### Given data
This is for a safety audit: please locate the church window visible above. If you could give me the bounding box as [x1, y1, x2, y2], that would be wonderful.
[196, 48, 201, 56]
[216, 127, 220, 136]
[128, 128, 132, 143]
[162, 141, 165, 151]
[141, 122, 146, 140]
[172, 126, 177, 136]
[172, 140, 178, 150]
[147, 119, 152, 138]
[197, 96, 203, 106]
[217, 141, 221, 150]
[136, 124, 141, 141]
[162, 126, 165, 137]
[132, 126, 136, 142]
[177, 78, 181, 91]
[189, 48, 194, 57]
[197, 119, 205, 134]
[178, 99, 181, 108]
--
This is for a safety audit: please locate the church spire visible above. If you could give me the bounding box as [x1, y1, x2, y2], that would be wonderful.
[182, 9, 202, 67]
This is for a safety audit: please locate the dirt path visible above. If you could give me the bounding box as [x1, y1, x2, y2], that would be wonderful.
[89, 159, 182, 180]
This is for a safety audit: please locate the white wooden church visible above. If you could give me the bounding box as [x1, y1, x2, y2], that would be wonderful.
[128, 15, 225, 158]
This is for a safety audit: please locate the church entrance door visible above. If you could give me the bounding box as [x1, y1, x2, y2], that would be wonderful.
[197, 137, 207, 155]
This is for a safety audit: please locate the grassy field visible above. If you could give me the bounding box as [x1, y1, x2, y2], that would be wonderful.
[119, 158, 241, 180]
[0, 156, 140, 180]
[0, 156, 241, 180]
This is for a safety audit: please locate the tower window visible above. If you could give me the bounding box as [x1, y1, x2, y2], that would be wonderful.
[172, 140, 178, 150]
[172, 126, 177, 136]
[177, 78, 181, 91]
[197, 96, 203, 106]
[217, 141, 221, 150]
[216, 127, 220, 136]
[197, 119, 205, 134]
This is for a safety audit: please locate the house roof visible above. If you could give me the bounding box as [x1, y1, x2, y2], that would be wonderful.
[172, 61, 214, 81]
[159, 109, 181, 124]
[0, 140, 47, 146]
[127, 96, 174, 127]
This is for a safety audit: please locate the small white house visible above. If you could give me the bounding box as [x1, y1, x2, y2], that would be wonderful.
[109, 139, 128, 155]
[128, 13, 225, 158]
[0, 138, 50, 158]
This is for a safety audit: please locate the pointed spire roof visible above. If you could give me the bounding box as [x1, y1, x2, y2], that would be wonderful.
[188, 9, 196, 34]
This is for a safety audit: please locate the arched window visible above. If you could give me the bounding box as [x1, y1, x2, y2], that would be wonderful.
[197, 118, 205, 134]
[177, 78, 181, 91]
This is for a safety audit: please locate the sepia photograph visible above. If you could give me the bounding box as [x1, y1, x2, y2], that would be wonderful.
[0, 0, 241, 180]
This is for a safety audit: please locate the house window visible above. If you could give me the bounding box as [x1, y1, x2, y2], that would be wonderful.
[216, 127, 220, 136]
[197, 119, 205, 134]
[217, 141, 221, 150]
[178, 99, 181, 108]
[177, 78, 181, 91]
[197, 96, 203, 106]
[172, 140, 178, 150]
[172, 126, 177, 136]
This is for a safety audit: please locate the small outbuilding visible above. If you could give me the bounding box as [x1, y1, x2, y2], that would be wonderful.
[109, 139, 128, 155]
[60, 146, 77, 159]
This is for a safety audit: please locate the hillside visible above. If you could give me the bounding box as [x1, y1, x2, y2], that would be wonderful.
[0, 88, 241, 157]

### What you need to do
Arrange the records from the line with "This is for a safety audit: please locate the church window" up to and including the line with "[132, 126, 136, 142]" as a Markdown table. Use the columns Row and Line, giving each non-blank line its own numbered row.

### Result of this exercise
| Row | Line |
|---|---|
| 1 | This is for a safety audit: please locate the church window visible above. If you could give me the bounding box as [x1, y1, x2, y2], that would be wonderful. |
| 2 | [196, 48, 201, 56] |
| 3 | [216, 127, 220, 136] |
| 4 | [128, 128, 132, 143] |
| 5 | [162, 141, 165, 151] |
| 6 | [141, 122, 146, 140] |
| 7 | [172, 126, 177, 136] |
| 8 | [172, 140, 178, 150] |
| 9 | [147, 119, 152, 138] |
| 10 | [197, 96, 203, 106] |
| 11 | [217, 141, 221, 150] |
| 12 | [136, 124, 141, 141] |
| 13 | [162, 126, 165, 137] |
| 14 | [132, 126, 136, 142] |